▶ _TASK DIRECTIONS_
Return the lines below that contain "corn".

▶ _RECORDS TO USE_
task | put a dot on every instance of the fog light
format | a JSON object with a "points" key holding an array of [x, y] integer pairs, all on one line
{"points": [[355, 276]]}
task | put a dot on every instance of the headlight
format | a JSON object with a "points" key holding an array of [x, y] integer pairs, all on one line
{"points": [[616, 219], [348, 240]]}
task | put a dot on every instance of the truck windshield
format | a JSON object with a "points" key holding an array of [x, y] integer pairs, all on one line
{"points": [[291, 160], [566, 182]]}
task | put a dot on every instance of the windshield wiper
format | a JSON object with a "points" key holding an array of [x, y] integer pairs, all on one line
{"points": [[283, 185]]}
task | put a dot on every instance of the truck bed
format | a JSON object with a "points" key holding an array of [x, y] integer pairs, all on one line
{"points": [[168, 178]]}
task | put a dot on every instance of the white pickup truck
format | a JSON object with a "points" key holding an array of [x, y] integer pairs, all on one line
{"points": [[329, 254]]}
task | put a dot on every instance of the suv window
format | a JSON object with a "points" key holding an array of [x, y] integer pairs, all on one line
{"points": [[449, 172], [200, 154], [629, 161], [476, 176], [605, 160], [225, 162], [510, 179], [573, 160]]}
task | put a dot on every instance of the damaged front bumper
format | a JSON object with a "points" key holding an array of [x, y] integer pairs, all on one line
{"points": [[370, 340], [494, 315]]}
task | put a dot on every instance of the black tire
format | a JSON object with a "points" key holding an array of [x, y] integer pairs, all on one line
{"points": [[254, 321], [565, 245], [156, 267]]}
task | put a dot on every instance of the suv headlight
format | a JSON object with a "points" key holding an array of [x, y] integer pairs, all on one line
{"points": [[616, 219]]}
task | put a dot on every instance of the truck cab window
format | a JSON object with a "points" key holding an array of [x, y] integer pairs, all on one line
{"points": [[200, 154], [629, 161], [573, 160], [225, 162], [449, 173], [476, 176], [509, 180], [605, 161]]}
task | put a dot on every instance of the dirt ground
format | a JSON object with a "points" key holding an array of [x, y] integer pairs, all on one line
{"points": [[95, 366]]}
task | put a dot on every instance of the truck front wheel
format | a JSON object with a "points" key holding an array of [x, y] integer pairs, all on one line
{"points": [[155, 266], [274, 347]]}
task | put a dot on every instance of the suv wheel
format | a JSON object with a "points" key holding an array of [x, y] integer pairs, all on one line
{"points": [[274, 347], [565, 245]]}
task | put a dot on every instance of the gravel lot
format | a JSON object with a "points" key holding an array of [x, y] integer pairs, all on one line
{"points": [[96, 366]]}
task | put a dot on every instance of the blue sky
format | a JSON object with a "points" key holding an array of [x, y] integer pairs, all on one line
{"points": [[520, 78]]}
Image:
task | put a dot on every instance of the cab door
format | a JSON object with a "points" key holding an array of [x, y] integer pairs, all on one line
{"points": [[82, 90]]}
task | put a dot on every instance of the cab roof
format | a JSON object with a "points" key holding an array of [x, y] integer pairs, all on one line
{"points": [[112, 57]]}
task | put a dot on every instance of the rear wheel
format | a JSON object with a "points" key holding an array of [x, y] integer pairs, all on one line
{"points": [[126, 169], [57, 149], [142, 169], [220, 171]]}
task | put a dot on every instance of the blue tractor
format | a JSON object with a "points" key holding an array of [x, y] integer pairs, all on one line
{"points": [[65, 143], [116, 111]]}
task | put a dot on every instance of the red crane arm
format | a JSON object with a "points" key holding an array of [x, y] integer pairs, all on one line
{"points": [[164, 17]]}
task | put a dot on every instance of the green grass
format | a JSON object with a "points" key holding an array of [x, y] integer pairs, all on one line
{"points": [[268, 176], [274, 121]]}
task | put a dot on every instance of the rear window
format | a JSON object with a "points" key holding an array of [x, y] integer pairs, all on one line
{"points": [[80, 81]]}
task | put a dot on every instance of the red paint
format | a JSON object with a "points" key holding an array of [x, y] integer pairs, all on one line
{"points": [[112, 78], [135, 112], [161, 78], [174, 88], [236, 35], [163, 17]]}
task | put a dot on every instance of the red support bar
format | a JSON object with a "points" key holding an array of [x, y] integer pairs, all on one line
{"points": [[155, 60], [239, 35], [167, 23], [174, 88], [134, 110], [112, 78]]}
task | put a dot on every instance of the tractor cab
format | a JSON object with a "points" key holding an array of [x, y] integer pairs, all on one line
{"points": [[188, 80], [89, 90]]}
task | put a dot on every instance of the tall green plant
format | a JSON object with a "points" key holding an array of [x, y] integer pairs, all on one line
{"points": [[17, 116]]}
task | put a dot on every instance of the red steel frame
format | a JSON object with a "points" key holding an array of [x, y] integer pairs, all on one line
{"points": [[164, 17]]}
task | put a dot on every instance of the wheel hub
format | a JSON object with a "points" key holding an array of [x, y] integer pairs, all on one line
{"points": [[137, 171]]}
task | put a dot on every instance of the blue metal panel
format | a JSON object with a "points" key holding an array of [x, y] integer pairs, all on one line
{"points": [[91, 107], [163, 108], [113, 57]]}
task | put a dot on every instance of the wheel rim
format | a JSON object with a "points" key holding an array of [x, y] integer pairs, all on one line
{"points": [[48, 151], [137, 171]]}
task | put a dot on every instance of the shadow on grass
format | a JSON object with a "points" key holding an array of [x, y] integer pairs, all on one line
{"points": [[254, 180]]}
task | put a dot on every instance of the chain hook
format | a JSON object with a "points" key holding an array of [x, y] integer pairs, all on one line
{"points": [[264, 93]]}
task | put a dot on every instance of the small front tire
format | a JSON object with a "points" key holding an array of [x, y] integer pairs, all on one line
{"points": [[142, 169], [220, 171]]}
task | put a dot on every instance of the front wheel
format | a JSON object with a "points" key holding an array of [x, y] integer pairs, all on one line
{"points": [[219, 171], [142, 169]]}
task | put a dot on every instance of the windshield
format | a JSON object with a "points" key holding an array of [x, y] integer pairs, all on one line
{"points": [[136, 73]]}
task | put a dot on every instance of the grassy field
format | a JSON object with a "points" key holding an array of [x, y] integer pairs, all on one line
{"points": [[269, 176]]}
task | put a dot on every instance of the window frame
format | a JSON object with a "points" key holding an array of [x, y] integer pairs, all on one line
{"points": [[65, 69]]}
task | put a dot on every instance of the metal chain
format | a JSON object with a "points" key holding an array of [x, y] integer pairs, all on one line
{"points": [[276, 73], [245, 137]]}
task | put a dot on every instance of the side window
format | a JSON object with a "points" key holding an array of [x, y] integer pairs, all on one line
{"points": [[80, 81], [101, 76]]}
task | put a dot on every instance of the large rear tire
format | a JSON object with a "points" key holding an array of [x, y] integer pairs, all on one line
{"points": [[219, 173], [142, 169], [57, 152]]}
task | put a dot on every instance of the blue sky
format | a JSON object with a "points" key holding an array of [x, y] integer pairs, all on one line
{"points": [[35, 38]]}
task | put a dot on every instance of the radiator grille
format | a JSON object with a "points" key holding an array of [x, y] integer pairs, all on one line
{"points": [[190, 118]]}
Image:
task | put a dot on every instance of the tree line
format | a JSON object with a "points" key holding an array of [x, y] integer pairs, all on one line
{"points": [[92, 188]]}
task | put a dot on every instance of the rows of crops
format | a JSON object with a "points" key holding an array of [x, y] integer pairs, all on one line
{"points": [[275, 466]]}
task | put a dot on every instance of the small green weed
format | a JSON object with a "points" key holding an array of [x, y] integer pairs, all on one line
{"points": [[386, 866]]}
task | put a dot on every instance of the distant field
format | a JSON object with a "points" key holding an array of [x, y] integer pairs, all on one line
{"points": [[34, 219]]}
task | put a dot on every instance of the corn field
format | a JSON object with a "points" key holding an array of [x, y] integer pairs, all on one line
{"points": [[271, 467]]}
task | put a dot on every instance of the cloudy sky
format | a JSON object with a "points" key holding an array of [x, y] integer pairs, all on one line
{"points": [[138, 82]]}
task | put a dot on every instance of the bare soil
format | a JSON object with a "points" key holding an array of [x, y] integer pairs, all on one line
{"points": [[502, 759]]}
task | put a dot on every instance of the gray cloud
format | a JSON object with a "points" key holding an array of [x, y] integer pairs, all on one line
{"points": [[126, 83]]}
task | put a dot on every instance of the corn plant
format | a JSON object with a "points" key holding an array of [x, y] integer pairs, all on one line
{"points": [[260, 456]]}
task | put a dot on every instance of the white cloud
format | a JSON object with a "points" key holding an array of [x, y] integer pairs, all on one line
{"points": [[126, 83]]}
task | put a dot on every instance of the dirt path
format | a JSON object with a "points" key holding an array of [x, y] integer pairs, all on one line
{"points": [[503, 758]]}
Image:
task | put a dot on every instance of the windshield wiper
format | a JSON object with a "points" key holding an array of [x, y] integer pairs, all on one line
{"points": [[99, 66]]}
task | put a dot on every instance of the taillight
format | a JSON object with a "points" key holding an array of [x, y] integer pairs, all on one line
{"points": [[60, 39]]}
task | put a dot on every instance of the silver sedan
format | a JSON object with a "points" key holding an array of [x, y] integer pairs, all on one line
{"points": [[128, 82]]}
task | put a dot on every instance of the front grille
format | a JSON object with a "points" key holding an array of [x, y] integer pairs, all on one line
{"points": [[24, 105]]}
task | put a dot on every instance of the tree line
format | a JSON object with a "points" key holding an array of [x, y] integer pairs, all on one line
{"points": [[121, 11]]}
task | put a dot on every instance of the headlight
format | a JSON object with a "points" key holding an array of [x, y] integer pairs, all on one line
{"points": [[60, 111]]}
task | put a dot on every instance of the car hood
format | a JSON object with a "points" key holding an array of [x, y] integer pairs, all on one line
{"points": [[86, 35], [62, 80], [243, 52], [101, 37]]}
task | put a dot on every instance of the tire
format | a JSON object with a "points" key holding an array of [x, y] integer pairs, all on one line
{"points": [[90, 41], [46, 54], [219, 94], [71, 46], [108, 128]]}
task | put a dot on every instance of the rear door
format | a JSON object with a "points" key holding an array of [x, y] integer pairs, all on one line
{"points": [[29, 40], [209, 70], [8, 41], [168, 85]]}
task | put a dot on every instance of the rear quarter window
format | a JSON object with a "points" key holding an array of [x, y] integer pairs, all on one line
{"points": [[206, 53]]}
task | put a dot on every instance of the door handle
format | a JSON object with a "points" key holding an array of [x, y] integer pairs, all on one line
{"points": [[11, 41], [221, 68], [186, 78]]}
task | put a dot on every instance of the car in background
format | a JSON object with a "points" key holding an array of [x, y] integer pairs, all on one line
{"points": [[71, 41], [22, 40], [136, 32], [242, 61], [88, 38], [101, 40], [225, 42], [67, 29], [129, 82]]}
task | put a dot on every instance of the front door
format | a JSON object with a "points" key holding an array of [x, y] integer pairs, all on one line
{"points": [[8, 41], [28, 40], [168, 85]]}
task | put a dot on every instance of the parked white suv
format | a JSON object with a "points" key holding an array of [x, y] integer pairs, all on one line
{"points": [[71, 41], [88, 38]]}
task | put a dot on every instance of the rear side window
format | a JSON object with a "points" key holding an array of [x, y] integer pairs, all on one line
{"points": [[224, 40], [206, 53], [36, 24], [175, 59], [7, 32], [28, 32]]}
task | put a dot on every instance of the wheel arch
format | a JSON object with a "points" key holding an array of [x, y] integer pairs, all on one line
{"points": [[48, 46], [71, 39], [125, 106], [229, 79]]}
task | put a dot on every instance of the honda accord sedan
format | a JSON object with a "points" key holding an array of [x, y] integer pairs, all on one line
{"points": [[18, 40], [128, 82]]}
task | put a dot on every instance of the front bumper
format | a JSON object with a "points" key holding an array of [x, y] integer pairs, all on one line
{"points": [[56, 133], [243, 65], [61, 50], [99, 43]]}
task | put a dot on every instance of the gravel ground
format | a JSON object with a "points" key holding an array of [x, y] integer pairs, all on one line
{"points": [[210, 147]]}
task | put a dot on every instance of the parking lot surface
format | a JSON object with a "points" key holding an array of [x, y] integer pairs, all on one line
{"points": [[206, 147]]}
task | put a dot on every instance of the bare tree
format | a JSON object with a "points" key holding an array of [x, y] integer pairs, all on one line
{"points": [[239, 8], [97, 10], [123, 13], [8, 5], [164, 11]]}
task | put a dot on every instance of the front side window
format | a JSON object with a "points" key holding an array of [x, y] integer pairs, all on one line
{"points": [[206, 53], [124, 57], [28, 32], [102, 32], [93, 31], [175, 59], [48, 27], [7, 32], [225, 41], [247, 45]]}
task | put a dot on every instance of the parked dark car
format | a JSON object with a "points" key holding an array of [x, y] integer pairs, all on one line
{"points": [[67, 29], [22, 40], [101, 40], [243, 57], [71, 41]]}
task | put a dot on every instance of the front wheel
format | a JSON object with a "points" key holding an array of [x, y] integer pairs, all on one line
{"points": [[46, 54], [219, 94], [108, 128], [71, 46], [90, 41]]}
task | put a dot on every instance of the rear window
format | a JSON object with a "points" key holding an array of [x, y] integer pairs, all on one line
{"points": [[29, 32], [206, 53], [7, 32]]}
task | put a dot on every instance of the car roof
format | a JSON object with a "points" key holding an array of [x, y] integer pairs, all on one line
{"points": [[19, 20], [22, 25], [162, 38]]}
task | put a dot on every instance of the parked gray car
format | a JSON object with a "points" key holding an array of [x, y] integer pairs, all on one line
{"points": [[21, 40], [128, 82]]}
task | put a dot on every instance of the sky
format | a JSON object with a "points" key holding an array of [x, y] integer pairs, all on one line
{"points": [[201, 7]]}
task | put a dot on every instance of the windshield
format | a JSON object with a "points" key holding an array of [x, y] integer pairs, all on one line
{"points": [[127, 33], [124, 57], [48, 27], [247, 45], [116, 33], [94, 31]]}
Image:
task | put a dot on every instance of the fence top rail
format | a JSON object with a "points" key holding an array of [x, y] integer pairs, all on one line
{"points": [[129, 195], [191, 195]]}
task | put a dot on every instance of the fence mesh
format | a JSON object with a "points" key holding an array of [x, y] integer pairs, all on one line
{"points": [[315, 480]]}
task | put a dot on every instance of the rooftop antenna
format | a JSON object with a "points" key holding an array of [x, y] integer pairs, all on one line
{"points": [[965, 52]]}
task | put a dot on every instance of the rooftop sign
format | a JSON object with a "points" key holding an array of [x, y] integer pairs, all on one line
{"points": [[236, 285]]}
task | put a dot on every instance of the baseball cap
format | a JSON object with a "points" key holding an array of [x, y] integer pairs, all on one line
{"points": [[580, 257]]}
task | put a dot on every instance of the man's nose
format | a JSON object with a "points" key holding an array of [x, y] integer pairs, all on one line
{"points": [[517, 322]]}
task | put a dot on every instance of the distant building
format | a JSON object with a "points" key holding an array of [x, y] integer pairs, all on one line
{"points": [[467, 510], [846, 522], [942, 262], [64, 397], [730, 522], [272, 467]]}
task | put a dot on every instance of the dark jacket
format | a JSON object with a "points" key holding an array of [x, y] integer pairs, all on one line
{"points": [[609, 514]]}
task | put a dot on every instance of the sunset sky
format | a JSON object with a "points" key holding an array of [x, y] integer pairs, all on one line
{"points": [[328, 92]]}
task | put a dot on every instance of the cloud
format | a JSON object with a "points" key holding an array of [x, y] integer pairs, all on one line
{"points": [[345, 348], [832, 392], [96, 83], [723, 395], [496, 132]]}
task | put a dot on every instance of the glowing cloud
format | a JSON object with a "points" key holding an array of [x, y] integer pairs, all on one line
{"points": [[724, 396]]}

▶ _YOUR SOLUTION_
task | put a dot on every instance of the corn field
task | put a dot on every instance of the corn plant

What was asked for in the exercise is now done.